#### RECORDS SHOWN ####
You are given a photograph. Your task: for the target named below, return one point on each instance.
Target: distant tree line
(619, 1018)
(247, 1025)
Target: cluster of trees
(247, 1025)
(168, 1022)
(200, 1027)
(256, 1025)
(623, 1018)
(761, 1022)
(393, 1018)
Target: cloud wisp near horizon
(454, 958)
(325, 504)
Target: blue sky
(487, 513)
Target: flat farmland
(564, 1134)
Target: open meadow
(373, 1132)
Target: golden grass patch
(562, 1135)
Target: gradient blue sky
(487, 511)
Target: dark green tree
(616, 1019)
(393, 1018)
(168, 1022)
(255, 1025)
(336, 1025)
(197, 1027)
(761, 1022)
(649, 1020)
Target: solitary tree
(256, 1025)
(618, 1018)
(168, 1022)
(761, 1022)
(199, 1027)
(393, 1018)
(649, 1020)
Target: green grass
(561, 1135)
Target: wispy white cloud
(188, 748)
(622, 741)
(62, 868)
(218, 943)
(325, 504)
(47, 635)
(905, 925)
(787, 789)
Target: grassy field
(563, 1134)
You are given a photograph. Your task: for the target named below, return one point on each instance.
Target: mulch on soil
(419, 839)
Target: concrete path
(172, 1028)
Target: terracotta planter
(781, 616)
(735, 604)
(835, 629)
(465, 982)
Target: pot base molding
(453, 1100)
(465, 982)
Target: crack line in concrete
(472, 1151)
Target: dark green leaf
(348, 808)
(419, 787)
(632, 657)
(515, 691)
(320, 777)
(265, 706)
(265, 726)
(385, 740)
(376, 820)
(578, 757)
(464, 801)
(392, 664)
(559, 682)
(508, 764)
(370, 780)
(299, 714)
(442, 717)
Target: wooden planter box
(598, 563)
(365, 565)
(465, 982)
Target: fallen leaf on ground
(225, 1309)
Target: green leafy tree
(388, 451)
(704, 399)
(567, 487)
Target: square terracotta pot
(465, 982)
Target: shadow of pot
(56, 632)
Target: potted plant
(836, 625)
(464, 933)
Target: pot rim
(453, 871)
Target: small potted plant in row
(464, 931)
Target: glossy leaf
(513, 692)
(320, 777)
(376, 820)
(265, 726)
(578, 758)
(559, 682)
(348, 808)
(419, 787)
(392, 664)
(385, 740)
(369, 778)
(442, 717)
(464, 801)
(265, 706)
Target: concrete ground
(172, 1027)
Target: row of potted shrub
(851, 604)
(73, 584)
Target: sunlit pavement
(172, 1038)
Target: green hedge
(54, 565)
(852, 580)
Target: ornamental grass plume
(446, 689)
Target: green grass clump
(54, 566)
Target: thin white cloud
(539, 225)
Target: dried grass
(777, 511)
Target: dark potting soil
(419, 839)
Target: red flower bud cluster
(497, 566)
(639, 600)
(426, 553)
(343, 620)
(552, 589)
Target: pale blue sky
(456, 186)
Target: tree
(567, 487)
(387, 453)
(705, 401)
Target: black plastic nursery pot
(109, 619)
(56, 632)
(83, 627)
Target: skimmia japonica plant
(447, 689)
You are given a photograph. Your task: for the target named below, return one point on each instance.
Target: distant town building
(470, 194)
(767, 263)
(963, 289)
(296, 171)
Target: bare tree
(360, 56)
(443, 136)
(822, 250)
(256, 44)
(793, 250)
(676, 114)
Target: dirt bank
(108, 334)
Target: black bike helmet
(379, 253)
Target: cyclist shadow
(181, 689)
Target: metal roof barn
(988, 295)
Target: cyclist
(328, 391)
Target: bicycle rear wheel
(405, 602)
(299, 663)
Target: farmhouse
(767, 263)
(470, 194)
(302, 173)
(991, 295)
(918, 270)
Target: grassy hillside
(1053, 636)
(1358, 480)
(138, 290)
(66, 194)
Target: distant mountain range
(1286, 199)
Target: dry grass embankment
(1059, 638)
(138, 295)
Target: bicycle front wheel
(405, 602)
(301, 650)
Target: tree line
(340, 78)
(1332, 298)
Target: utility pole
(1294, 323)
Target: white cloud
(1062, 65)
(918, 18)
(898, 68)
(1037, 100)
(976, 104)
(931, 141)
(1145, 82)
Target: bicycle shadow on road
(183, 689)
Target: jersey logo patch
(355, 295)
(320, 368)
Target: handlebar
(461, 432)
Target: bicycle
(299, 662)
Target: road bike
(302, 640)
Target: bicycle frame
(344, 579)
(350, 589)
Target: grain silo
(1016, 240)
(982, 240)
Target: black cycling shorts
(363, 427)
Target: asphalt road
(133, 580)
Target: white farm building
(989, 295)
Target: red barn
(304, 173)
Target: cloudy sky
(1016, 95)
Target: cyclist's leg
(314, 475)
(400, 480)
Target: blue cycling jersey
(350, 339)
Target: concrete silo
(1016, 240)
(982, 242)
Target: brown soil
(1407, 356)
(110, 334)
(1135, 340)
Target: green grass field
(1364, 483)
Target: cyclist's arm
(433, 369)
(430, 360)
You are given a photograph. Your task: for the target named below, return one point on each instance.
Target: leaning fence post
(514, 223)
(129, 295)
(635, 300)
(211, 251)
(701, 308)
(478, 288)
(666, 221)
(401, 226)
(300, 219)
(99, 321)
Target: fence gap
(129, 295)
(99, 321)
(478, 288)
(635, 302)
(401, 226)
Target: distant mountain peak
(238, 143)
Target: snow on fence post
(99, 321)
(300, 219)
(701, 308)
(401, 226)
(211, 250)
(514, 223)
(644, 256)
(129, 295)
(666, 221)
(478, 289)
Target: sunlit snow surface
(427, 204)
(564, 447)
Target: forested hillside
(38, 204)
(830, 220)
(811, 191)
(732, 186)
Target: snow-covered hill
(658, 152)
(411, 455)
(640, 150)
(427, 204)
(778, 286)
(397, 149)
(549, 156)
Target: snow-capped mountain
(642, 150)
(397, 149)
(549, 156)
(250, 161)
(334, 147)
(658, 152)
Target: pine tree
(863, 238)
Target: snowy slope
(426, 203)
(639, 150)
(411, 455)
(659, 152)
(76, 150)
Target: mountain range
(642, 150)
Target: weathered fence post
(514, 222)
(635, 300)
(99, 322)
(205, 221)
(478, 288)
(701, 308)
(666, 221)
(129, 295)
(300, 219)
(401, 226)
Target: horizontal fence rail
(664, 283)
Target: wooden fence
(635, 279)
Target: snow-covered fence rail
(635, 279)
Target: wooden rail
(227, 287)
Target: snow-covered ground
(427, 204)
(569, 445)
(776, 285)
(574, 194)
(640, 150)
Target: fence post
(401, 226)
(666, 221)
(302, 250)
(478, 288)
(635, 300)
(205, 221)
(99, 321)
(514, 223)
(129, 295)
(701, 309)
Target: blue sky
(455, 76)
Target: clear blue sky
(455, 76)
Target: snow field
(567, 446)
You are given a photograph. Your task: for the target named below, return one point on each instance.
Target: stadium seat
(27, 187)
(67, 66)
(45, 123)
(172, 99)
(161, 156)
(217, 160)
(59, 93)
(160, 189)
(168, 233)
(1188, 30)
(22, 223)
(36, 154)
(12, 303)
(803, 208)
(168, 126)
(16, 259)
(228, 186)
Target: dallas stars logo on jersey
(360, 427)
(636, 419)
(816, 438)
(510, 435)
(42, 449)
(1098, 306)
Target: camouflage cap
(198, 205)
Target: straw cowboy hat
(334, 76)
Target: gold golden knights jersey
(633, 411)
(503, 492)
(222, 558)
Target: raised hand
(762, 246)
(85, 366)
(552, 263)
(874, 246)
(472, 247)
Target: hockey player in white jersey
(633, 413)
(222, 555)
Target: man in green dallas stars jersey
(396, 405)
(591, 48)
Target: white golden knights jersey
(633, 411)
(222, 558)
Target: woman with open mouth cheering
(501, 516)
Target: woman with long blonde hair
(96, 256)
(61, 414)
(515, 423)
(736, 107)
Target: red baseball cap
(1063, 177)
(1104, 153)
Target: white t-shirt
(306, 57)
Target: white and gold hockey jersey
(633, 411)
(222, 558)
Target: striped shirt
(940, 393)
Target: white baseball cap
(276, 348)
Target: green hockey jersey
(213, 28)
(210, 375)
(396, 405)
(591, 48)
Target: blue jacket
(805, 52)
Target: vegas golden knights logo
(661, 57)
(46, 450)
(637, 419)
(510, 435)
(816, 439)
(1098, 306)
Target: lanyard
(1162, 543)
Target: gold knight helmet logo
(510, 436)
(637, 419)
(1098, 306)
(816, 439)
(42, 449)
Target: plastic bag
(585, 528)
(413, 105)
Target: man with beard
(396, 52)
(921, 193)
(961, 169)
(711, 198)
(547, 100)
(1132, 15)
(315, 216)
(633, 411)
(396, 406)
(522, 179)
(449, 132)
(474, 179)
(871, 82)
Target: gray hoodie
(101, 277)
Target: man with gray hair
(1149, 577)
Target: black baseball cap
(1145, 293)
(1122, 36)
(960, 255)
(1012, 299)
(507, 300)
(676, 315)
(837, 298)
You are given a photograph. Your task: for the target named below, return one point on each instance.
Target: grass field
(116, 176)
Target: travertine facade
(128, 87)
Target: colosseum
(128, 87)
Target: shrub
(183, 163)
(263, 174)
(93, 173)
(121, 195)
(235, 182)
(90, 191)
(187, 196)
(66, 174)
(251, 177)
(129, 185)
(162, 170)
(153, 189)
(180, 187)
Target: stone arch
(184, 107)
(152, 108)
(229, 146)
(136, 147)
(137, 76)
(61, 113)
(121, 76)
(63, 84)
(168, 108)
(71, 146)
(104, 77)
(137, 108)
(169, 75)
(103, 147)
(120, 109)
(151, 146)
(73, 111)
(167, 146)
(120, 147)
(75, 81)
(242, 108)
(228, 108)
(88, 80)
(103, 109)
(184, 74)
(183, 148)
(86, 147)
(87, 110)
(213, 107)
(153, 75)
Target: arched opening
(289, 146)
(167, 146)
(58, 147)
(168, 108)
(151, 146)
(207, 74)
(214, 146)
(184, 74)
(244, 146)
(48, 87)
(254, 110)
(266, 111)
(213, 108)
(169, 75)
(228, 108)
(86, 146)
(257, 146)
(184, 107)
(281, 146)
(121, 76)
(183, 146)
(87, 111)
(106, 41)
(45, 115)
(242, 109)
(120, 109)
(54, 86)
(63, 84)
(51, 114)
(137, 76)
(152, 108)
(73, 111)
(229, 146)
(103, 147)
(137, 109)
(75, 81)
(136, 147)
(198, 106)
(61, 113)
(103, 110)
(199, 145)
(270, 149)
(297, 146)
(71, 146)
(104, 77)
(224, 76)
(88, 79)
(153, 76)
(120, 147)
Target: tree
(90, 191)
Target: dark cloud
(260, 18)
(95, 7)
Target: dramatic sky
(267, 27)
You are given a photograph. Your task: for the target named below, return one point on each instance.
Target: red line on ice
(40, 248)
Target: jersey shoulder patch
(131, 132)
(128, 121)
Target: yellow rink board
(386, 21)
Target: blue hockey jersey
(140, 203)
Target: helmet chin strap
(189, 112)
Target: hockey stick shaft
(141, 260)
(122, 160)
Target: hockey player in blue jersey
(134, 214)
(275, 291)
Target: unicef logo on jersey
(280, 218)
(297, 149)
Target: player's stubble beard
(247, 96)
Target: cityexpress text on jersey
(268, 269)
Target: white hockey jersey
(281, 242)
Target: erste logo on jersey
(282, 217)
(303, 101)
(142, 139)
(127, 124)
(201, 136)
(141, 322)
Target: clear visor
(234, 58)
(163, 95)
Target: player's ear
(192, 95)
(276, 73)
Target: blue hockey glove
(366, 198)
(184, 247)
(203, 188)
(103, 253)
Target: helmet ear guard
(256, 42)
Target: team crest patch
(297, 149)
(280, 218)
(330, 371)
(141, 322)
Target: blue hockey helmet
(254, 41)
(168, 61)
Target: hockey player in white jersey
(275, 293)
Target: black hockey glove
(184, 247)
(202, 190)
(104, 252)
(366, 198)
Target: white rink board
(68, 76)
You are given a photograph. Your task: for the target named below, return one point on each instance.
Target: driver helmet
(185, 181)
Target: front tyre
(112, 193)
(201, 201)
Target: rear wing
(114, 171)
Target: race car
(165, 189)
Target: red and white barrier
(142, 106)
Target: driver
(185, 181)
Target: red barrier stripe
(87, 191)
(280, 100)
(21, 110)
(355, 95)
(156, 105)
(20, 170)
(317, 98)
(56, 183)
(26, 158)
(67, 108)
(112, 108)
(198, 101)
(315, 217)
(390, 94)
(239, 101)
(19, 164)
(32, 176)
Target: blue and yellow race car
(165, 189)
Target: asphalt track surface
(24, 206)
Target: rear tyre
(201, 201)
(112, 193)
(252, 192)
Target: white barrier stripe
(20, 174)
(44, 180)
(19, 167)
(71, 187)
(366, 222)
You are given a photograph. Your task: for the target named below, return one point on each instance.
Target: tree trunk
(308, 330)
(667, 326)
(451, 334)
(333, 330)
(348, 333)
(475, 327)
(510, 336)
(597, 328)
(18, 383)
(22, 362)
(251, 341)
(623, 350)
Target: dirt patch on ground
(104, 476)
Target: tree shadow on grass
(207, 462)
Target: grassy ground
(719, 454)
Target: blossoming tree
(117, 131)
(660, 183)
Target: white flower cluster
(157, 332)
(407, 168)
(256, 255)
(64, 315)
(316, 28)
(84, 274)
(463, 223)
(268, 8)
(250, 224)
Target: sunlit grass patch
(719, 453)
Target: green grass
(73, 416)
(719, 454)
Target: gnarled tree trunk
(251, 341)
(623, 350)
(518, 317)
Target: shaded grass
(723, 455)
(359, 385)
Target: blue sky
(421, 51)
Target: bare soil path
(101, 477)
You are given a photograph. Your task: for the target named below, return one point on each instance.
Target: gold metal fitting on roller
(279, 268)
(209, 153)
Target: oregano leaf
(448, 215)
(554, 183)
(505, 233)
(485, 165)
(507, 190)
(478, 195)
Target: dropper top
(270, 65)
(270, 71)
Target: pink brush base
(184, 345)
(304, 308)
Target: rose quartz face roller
####
• [EXERCISE DIRECTIONS] Copy the records from their first line through the line containing "(172, 1028)", substituting "lone tree" for "solitary tree" and changing nothing else.

• [RESULT FOR THIS TASK]
You are given a photograph. Your task: for the target named below, return one point on each instance.
Target: distant tree line
(619, 1018)
(247, 1025)
Target: cluster of trees
(247, 1025)
(168, 1022)
(200, 1027)
(256, 1025)
(623, 1018)
(761, 1022)
(393, 1018)
Target: cloud wisp near horizon
(454, 958)
(325, 504)
Target: blue sky
(487, 513)
Target: flat farmland
(564, 1134)
Target: open meadow
(373, 1132)
Target: golden grass patch
(562, 1135)
Target: gradient blue sky
(487, 511)
Target: dark green tree
(616, 1019)
(393, 1018)
(168, 1022)
(255, 1025)
(336, 1025)
(197, 1027)
(761, 1022)
(649, 1020)
Target: lone tree
(256, 1025)
(618, 1018)
(168, 1022)
(761, 1022)
(199, 1027)
(393, 1018)
(649, 1020)
Target: green grass
(561, 1135)
Target: wispy white cloud
(188, 748)
(622, 741)
(62, 868)
(218, 943)
(325, 504)
(47, 635)
(905, 925)
(787, 789)
Target: grassy field
(563, 1134)
You are given a photograph. Your task: for the target named below, return one point on each instance.
Target: mulch on soil
(419, 839)
Target: concrete path
(172, 1028)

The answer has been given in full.